* GOAL *
Recast part of the material below as a Markdown table with the columns Row and Line, numbering each line and leaving out blank ones. Begin at the line that contains "of the tinted" and stop after the line that contains "(1081, 433)".

··· DATASET EXTRACT ···

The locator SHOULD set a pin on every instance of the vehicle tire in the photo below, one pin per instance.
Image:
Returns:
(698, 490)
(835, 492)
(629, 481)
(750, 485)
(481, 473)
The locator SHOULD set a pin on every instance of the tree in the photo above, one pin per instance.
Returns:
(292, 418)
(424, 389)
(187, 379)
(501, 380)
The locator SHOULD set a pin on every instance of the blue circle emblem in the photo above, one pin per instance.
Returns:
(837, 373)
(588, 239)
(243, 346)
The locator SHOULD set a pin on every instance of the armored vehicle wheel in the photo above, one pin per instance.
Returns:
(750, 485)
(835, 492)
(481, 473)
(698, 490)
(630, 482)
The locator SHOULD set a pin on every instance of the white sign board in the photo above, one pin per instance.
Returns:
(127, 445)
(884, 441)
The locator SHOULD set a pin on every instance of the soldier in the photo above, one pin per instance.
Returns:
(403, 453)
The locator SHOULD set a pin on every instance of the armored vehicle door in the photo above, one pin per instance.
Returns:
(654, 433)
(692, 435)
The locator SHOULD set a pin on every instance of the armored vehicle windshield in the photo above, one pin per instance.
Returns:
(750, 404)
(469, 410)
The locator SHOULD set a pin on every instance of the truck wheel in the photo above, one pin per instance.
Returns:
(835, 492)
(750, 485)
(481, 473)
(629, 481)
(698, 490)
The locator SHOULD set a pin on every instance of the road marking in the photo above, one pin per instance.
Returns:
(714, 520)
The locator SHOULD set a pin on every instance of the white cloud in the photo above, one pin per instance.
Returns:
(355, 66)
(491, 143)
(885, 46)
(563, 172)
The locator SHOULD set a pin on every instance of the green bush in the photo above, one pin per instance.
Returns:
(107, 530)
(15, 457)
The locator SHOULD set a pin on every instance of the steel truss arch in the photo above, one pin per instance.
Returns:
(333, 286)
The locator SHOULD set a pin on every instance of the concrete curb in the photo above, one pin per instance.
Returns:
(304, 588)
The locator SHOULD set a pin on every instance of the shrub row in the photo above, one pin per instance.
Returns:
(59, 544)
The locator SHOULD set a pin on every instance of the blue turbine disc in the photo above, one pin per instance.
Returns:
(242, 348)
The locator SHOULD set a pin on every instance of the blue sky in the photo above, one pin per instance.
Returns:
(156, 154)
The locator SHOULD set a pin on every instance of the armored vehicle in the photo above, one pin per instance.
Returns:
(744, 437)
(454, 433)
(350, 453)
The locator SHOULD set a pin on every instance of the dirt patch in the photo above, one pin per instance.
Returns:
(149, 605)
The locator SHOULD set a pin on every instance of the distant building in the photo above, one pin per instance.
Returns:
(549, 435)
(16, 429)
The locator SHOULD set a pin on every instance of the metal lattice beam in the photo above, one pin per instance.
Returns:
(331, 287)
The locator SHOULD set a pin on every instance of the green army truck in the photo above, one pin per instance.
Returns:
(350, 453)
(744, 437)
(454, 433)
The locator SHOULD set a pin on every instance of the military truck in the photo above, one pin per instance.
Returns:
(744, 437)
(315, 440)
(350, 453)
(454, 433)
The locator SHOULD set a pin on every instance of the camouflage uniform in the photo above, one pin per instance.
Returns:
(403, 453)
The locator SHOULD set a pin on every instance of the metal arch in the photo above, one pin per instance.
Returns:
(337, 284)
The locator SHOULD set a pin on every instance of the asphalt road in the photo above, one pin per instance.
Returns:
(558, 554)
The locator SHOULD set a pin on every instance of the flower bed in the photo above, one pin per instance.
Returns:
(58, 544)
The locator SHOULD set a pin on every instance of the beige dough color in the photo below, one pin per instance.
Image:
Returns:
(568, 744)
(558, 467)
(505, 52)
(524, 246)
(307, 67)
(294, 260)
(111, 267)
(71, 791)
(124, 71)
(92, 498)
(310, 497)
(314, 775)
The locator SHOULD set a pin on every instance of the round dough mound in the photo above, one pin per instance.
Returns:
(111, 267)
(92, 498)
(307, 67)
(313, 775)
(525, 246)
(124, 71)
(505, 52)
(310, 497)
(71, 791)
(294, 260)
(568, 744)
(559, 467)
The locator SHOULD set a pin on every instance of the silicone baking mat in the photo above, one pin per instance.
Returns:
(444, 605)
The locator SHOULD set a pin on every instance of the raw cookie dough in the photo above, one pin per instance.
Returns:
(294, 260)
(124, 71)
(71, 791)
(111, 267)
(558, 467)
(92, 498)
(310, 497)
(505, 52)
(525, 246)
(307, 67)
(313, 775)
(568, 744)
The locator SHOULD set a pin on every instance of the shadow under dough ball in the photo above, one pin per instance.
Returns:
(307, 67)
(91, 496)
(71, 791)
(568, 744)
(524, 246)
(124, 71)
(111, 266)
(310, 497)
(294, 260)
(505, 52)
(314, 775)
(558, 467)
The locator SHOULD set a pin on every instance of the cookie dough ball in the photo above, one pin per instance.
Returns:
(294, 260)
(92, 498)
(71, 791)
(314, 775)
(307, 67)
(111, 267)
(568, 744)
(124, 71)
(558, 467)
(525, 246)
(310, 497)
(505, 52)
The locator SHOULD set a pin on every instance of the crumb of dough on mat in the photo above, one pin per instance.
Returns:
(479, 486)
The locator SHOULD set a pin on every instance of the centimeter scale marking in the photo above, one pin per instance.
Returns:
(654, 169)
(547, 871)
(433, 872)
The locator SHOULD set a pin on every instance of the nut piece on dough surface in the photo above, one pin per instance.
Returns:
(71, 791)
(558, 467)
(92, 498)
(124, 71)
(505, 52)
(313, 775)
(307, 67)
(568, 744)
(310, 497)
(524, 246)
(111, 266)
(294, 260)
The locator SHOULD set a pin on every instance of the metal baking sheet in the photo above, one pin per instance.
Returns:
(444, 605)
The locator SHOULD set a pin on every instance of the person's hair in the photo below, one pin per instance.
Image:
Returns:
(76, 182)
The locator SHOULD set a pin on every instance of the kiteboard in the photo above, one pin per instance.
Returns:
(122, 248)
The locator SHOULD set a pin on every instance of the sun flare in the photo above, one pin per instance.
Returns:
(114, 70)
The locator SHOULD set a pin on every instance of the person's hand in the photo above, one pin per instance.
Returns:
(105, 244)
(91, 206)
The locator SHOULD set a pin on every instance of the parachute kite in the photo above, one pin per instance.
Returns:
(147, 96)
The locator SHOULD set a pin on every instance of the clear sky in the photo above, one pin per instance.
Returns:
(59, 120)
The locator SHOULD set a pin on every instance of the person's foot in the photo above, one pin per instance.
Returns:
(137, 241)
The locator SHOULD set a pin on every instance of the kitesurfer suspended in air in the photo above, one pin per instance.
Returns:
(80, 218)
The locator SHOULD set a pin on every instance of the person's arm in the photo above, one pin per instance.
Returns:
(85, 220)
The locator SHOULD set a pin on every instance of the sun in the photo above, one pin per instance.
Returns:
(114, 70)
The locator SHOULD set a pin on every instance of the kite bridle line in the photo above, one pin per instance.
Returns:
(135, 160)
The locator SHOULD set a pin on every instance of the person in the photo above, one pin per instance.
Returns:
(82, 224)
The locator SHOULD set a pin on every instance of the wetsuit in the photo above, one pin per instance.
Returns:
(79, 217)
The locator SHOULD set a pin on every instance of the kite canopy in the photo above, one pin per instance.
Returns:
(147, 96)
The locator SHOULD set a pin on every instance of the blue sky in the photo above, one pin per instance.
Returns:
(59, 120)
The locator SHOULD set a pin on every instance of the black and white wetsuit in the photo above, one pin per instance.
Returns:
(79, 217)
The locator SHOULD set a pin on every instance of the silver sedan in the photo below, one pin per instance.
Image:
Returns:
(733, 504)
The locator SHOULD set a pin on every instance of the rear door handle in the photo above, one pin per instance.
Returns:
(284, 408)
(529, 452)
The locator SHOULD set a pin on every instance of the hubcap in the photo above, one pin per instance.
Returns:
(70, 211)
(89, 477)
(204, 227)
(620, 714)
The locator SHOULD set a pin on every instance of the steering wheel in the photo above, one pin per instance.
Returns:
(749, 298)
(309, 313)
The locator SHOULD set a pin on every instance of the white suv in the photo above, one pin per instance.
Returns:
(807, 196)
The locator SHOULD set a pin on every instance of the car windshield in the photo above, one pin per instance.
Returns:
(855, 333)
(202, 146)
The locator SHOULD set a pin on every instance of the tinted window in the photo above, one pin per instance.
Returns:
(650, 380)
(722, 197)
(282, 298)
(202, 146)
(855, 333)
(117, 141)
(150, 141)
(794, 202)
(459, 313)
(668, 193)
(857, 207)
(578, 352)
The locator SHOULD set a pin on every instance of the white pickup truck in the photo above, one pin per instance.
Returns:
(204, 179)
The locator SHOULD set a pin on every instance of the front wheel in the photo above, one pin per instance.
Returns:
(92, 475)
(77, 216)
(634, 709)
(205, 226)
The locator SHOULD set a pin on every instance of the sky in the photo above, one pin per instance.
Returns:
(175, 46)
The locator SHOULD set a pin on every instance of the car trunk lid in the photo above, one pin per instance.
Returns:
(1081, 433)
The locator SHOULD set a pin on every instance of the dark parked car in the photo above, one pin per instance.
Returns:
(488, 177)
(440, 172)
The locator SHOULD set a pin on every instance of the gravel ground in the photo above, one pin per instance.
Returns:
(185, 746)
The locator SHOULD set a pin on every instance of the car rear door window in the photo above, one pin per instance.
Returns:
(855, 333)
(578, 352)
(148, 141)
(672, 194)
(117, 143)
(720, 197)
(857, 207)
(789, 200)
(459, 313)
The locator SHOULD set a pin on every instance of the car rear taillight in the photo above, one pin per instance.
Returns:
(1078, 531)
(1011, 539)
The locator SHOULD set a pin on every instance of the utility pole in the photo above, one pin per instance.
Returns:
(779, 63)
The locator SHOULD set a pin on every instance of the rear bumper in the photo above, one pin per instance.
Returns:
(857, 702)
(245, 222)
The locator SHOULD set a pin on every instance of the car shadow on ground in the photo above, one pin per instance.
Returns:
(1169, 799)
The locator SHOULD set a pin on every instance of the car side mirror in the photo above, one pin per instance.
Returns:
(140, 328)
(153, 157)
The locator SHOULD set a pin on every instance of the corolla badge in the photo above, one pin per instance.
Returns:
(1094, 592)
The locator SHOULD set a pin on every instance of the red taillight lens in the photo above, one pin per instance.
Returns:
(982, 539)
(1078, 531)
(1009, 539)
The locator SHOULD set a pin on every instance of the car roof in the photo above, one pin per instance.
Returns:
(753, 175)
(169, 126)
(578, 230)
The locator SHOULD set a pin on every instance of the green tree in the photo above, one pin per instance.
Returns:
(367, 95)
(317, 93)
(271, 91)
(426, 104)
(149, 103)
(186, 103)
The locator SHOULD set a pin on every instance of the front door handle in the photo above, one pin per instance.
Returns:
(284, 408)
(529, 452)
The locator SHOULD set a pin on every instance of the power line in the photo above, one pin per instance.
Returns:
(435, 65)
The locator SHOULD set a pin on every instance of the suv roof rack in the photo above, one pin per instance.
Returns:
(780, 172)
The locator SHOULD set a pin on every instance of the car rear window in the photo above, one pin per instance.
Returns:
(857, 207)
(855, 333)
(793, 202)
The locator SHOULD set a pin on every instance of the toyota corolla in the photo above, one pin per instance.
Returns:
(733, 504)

···

* THE RESULT *
| Row | Line |
|---|---|
| 1 | The locator SHOULD set a pin on every instance of the tinted window in the photo above, one pin per instance. |
| 2 | Returns: |
| 3 | (650, 380) |
| 4 | (722, 197) |
| 5 | (282, 298) |
| 6 | (202, 146) |
| 7 | (855, 333) |
| 8 | (117, 141) |
| 9 | (150, 141) |
| 10 | (794, 202) |
| 11 | (459, 313) |
| 12 | (668, 193) |
| 13 | (857, 207) |
| 14 | (578, 352) |
| 15 | The locator SHOULD set a pin on every instance of the white pickup truck in the photo above, one pin per instance. |
| 16 | Returns: |
| 17 | (204, 179) |
| 18 | The locator SHOULD set a pin on every instance of the front wheel in the photo above, one pin per instance. |
| 19 | Returns: |
| 20 | (92, 475) |
| 21 | (77, 216) |
| 22 | (634, 709) |
| 23 | (205, 226) |
| 24 | The locator SHOULD set a pin on every instance of the sky in the photo above, one pin per instance. |
| 25 | Returns: |
| 26 | (175, 46) |
| 27 | The locator SHOULD set a pin on every instance of the car trunk lid in the photo above, one pin per instance. |
| 28 | Returns: |
| 29 | (1081, 433) |